> **YOUR TASK**: Copy out each line of the records below that contains the string "plaster".

[Start]

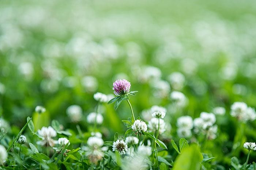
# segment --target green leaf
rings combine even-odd
[[[188,142],[184,138],[180,138],[179,143],[180,146],[180,152],[181,153],[182,151],[182,149],[189,147],[189,145],[188,145]]]
[[[167,170],[167,167],[166,167],[166,165],[163,163],[161,163],[160,165],[159,166],[159,168],[160,170]]]
[[[30,119],[30,118],[29,117],[29,116],[28,116],[28,117],[27,117],[27,122],[29,121],[29,124],[27,124],[27,126],[29,127],[29,129],[30,130],[31,132],[34,133],[35,132],[35,126],[34,125],[34,123],[33,123],[32,120],[30,120],[30,121],[29,120]]]
[[[209,162],[210,161],[211,161],[211,160],[212,160],[213,159],[214,159],[215,158],[215,158],[215,157],[212,157],[210,158],[205,158],[205,159],[204,158],[204,159],[203,159],[203,161],[202,161],[202,162],[201,162],[201,163],[204,163],[205,162]]]
[[[114,136],[114,141],[116,141],[116,140],[118,139],[118,133],[117,132],[116,132],[116,133],[115,134],[115,135]]]
[[[154,136],[152,135],[151,135],[149,134],[148,133],[146,132],[142,132],[144,135],[146,135],[148,137],[150,138],[151,139],[153,139],[154,140],[155,140],[156,139],[155,139],[155,136]]]
[[[157,140],[156,142],[158,144],[158,145],[159,145],[159,146],[160,146],[163,149],[167,149],[167,147],[166,145],[165,145],[165,143],[164,143],[158,139]]]
[[[35,146],[34,145],[33,145],[31,143],[29,143],[29,146],[30,147],[31,150],[32,150],[32,152],[33,152],[33,153],[34,153],[34,154],[37,154],[39,153],[38,150],[37,150],[37,148],[36,148],[36,147],[35,147]]]
[[[168,162],[166,159],[165,159],[162,157],[160,157],[160,156],[158,156],[158,157],[159,161],[161,162],[163,162],[166,165],[169,165],[169,166],[172,166],[171,164]]]
[[[173,140],[172,139],[171,143],[172,143],[172,145],[173,146],[173,148],[174,148],[174,149],[175,149],[179,154],[180,154],[180,152],[179,151],[179,149],[178,148],[178,146],[177,146],[177,145],[176,144],[175,142],[174,142]]]
[[[60,123],[56,120],[53,120],[52,121],[52,126],[57,131],[60,130]]]
[[[125,131],[125,133],[124,134],[124,137],[126,138],[128,136],[130,136],[130,135],[132,134],[133,132],[133,131],[132,131],[132,129],[129,128]]]
[[[121,104],[121,102],[122,102],[122,101],[123,99],[121,97],[120,97],[118,98],[118,99],[117,99],[117,100],[116,101],[116,103],[115,103],[115,110],[116,110],[116,109],[117,109],[117,108],[118,108],[118,107],[119,106],[120,104]]]
[[[108,104],[110,104],[113,102],[114,102],[116,100],[117,100],[120,97],[120,96],[117,96],[116,97],[113,98],[112,99],[110,100],[109,100],[108,102]]]
[[[113,141],[105,141],[104,142],[104,145],[107,146],[112,146],[113,143]]]
[[[240,170],[242,166],[242,165],[239,163],[238,159],[236,157],[233,157],[231,158],[231,165],[236,170]]]
[[[198,146],[192,144],[184,148],[182,152],[176,159],[172,170],[200,170],[203,155],[199,152]]]

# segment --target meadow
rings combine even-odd
[[[0,169],[256,170],[256,2],[0,2]]]

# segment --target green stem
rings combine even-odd
[[[93,131],[94,132],[96,132],[96,129],[97,128],[97,116],[98,116],[98,109],[99,105],[99,103],[98,103],[97,105],[96,105],[96,115],[95,115],[95,120],[94,120],[94,125],[93,127]]]
[[[159,169],[159,167],[158,167],[158,155],[157,154],[157,144],[155,141],[154,145],[155,149],[155,156],[157,157],[157,167],[158,167],[158,169]]]
[[[246,162],[245,162],[245,166],[244,166],[244,170],[245,170],[246,169],[246,167],[247,166],[247,163],[248,163],[248,160],[249,159],[250,151],[251,151],[251,150],[249,150],[249,151],[248,152],[248,155],[247,155],[247,159],[246,159]]]
[[[158,127],[157,128],[157,135],[155,138],[157,139],[159,135],[159,128],[160,127],[160,118],[158,117]]]
[[[133,123],[135,121],[135,117],[134,117],[134,113],[133,113],[133,111],[132,110],[132,105],[131,104],[131,103],[129,101],[129,99],[127,99],[127,102],[128,102],[128,104],[129,104],[129,105],[130,107],[130,108],[131,108],[131,111],[132,111],[132,121],[133,121],[132,123]]]

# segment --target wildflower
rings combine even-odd
[[[139,139],[135,136],[127,136],[125,138],[125,143],[130,145],[136,144],[139,143]]]
[[[101,103],[107,103],[109,100],[107,95],[99,92],[94,94],[93,95],[93,98],[96,101]]]
[[[25,136],[21,135],[18,139],[18,142],[20,144],[24,144],[27,142],[27,138]]]
[[[52,127],[49,126],[48,127],[44,127],[41,130],[38,130],[38,133],[43,139],[37,142],[38,144],[52,147],[56,143],[57,141],[52,139],[52,138],[56,136],[57,134],[56,131]]]
[[[125,154],[128,150],[127,144],[123,140],[118,140],[114,142],[112,147],[113,151],[117,151],[121,155]]]
[[[4,163],[8,156],[5,148],[3,145],[0,145],[0,164]]]
[[[142,120],[136,120],[132,125],[132,129],[135,132],[135,134],[141,134],[142,132],[146,132],[147,129],[146,123]]]
[[[178,72],[174,72],[168,77],[168,80],[172,87],[176,90],[181,90],[184,86],[185,77],[183,74]]]
[[[174,91],[171,93],[171,99],[175,103],[175,104],[180,107],[185,106],[187,104],[187,99],[182,93]]]
[[[89,114],[87,116],[86,119],[87,119],[87,122],[89,123],[94,123],[95,119],[96,123],[98,124],[101,124],[103,122],[103,116],[102,116],[102,115],[101,114],[96,113],[94,112]]]
[[[128,94],[130,91],[131,83],[125,79],[118,79],[113,83],[114,93],[121,96]]]
[[[66,112],[71,122],[78,122],[81,120],[83,111],[79,106],[76,105],[71,105],[67,109]]]
[[[59,145],[64,147],[69,146],[70,144],[69,141],[66,138],[61,138],[58,140],[58,143]]]
[[[101,160],[104,156],[103,151],[108,150],[108,147],[102,147],[104,142],[101,138],[90,137],[87,140],[87,146],[84,146],[83,150],[86,151],[86,155],[90,161],[95,164]]]
[[[255,142],[245,142],[244,144],[244,147],[248,150],[256,150],[256,144]]]
[[[177,119],[177,126],[179,128],[192,129],[193,128],[193,119],[191,116],[184,116]]]
[[[223,115],[226,113],[226,109],[223,107],[216,107],[213,108],[212,112],[215,115]]]
[[[166,130],[165,123],[162,119],[159,119],[159,134],[162,134]],[[148,130],[150,132],[155,132],[158,128],[158,118],[153,117],[148,122]]]
[[[46,111],[45,108],[42,106],[37,106],[35,107],[35,111],[38,113],[43,113]]]
[[[165,112],[161,111],[155,112],[152,114],[152,116],[155,117],[163,119],[165,116]]]

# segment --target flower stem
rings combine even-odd
[[[96,131],[96,129],[97,128],[97,116],[98,116],[98,109],[99,108],[99,103],[98,103],[97,105],[96,105],[96,115],[95,115],[95,120],[94,120],[94,125],[93,127],[93,131],[95,132]]]
[[[244,170],[245,170],[246,169],[246,167],[247,166],[247,163],[248,163],[248,160],[249,159],[250,151],[251,151],[251,150],[249,150],[249,151],[248,152],[248,155],[247,155],[247,159],[246,159],[246,162],[245,162],[245,165],[244,166]]]
[[[132,111],[132,121],[133,121],[132,123],[135,121],[135,117],[134,117],[134,114],[133,113],[133,111],[132,110],[132,105],[131,104],[130,101],[129,101],[129,99],[127,99],[127,102],[128,102],[128,104],[129,104],[129,106],[130,106],[130,108],[131,108],[131,111]]]
[[[157,154],[157,144],[155,141],[155,156],[157,157],[157,166],[158,167],[159,169],[159,167],[158,167],[158,155]]]

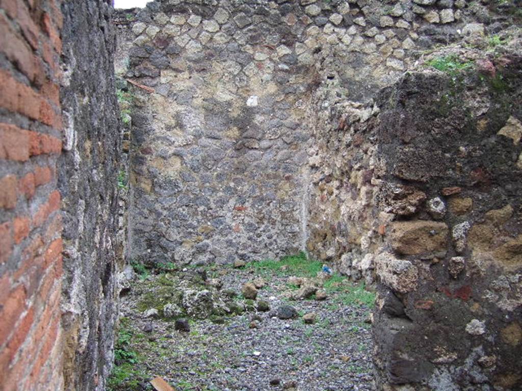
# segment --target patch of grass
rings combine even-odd
[[[375,298],[375,294],[366,290],[365,285],[361,284],[348,287],[346,291],[339,294],[334,300],[345,306],[365,306],[373,308]]]
[[[191,391],[191,390],[195,389],[196,388],[196,386],[192,383],[189,383],[184,380],[178,382],[176,386],[180,391]]]
[[[127,172],[122,168],[118,173],[118,188],[125,189],[128,184]]]
[[[147,268],[147,266],[139,261],[132,260],[130,261],[130,266],[134,270],[134,272],[139,276],[140,279],[145,279],[150,274],[149,270]]]
[[[428,62],[426,65],[452,76],[473,67],[473,63],[469,61],[461,61],[456,54],[434,58]]]
[[[293,275],[299,277],[315,277],[321,271],[322,264],[309,259],[304,252],[284,256],[279,261],[265,260],[250,262],[247,267],[260,274],[273,274],[279,276]]]
[[[114,345],[114,366],[107,381],[108,391],[137,391],[146,374],[138,368],[140,359],[132,348],[134,331],[128,319],[122,318]]]
[[[342,289],[341,283],[346,279],[346,277],[345,276],[341,276],[340,274],[334,274],[325,282],[324,289],[328,293],[338,292]]]
[[[118,99],[122,122],[124,125],[128,126],[132,120],[130,117],[130,109],[133,106],[134,97],[130,92],[119,89],[116,90],[116,96]]]
[[[497,35],[491,35],[488,39],[488,44],[490,47],[496,47],[506,43],[506,41]]]

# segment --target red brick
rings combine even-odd
[[[45,263],[44,267],[47,268],[52,263],[59,255],[61,255],[63,251],[63,245],[62,238],[57,239],[51,243],[45,251]]]
[[[52,177],[52,171],[49,167],[37,167],[34,168],[34,183],[37,186],[49,183]]]
[[[49,103],[30,87],[0,70],[0,106],[61,129],[62,118]]]
[[[7,262],[13,252],[13,232],[11,223],[0,224],[0,265]]]
[[[49,358],[49,353],[51,353],[57,342],[56,336],[58,335],[60,317],[56,316],[51,324],[50,327],[46,331],[43,344],[40,348],[38,357],[34,362],[32,370],[31,371],[30,377],[33,380],[31,383],[34,383],[34,382],[38,378],[42,368]]]
[[[16,177],[6,175],[0,179],[0,208],[13,209],[16,206]]]
[[[25,289],[18,285],[13,289],[0,310],[0,346],[4,344],[14,329],[20,315],[26,309]]]
[[[32,173],[26,174],[18,182],[18,191],[28,200],[30,200],[34,195],[35,188],[34,174]]]
[[[28,337],[28,334],[34,321],[34,309],[31,307],[20,322],[16,325],[15,334],[7,343],[7,348],[10,350],[9,361],[12,361],[14,355],[20,348],[22,344]]]
[[[40,92],[50,99],[57,106],[60,105],[60,87],[56,83],[47,80],[40,89]]]
[[[28,217],[17,217],[13,223],[15,231],[15,243],[18,245],[27,237],[29,233],[30,221]]]
[[[7,124],[0,124],[0,159],[25,162],[29,158],[29,133]]]
[[[46,242],[50,242],[57,237],[57,235],[62,232],[62,215],[56,213],[53,221],[47,226],[44,235],[44,241]]]
[[[46,12],[44,13],[42,15],[42,27],[43,31],[51,39],[51,42],[53,44],[54,50],[57,53],[61,53],[62,40],[60,39],[60,33],[56,31],[51,21],[51,17],[49,14]]]
[[[0,14],[0,47],[2,52],[30,81],[38,72],[37,60],[32,50],[9,26],[7,18]]]
[[[19,0],[0,0],[0,7],[5,8],[9,17],[20,26],[24,37],[35,50],[38,48],[38,29],[31,18],[29,10]]]
[[[60,192],[58,190],[54,190],[49,196],[48,202],[49,214],[60,209],[62,203],[62,196],[60,195]]]
[[[60,153],[62,151],[62,141],[56,137],[36,132],[30,132],[29,136],[31,156],[44,153]]]

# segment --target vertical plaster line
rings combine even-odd
[[[310,169],[306,165],[302,170],[301,197],[301,248],[305,254],[308,254],[306,250],[306,242],[308,241],[308,216],[310,202]]]

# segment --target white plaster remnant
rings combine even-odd
[[[259,104],[257,96],[253,95],[246,100],[246,105],[250,107],[255,107]]]

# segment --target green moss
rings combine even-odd
[[[152,285],[150,286],[150,285]],[[163,316],[163,308],[169,303],[179,304],[181,302],[183,292],[176,290],[172,285],[156,286],[149,284],[149,288],[141,296],[136,308],[138,311],[144,311],[150,308],[156,308]]]
[[[147,375],[139,369],[140,358],[133,348],[134,330],[127,318],[120,320],[114,344],[114,366],[107,380],[108,391],[138,391]]]
[[[455,76],[463,70],[473,67],[473,63],[461,61],[455,54],[434,58],[428,62],[426,65],[452,76]]]
[[[334,298],[335,302],[345,306],[365,306],[373,308],[375,304],[375,294],[366,290],[365,284],[348,287],[346,291]]]
[[[247,266],[262,274],[269,273],[302,277],[315,277],[322,267],[320,262],[309,259],[304,252],[284,256],[279,261],[270,259],[257,261],[251,262]]]

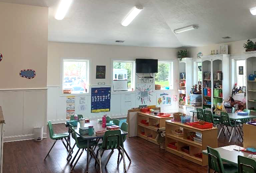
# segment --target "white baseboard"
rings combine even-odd
[[[43,138],[47,137],[47,133],[43,133]],[[17,136],[6,136],[4,137],[4,142],[9,142],[18,141],[24,141],[25,140],[30,140],[34,139],[34,134],[29,134],[27,135],[19,135]]]
[[[111,117],[111,119],[118,118],[124,118],[127,117],[127,114],[119,114],[116,115],[108,115],[108,116]],[[102,116],[84,117],[85,118],[88,118],[91,120],[97,120],[98,119],[102,118]],[[58,120],[47,120],[47,121],[50,121],[52,124],[59,124],[61,123],[65,123],[66,121],[69,120],[69,119],[59,119]]]

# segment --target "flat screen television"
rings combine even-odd
[[[136,59],[136,73],[157,73],[158,62],[157,59]]]

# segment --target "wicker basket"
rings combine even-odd
[[[155,89],[156,90],[161,89],[161,85],[155,85]]]
[[[173,113],[173,118],[175,121],[180,121],[181,120],[180,117],[182,116],[186,115],[185,114],[182,114],[180,112],[176,112]]]

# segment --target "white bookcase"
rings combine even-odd
[[[254,110],[251,110],[251,113],[256,115],[256,81],[249,81],[249,75],[254,75],[256,71],[256,51],[247,52],[244,53],[246,56],[246,107],[247,109],[254,107]]]
[[[186,94],[179,94],[179,98],[182,98],[183,96],[186,97],[185,105],[187,104],[187,97],[189,96],[190,90],[192,86],[192,60],[191,58],[184,58],[179,63],[179,83],[181,82],[184,82],[185,83],[185,87],[179,87],[180,90],[184,89],[186,91]],[[181,79],[180,77],[180,73],[185,73],[186,77],[185,79]],[[179,111],[185,113],[186,112],[185,105],[179,105]]]
[[[211,108],[214,106],[214,99],[223,100],[228,100],[230,93],[230,55],[219,54],[214,55],[203,56],[202,57],[202,100],[203,108]],[[221,71],[222,79],[214,79],[214,74],[217,71]],[[205,72],[211,72],[209,78],[204,77]],[[211,82],[210,84],[204,84]],[[216,83],[219,83],[222,86],[222,88],[215,88],[215,89],[221,89],[222,91],[222,97],[214,97],[214,86]],[[211,96],[204,95],[204,89],[211,89]],[[211,99],[210,104],[204,103],[204,99]]]

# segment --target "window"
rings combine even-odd
[[[155,74],[155,84],[161,89],[172,89],[172,62],[158,62],[158,73]]]
[[[200,83],[201,84],[202,83],[202,63],[197,63],[197,85]]]
[[[246,86],[246,74],[245,60],[236,60],[235,82],[237,86]]]
[[[89,61],[63,59],[62,86],[63,93],[86,93],[89,85]]]
[[[113,80],[127,80],[128,91],[134,88],[134,61],[113,61]]]

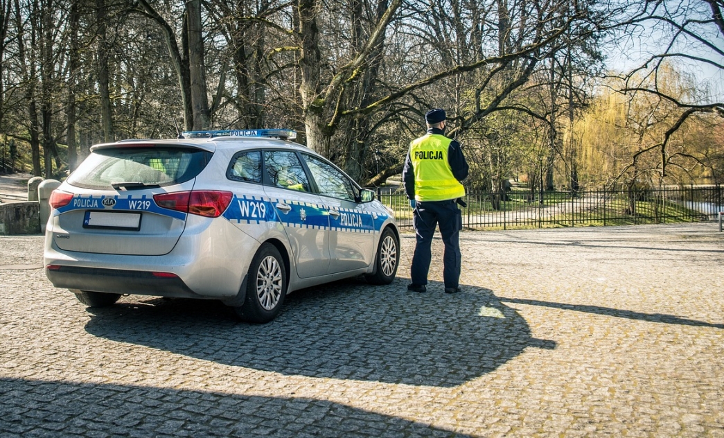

[End]

> **EXERCISE ANSWER**:
# segment --target vertical plaster line
# segment --target white plaster remnant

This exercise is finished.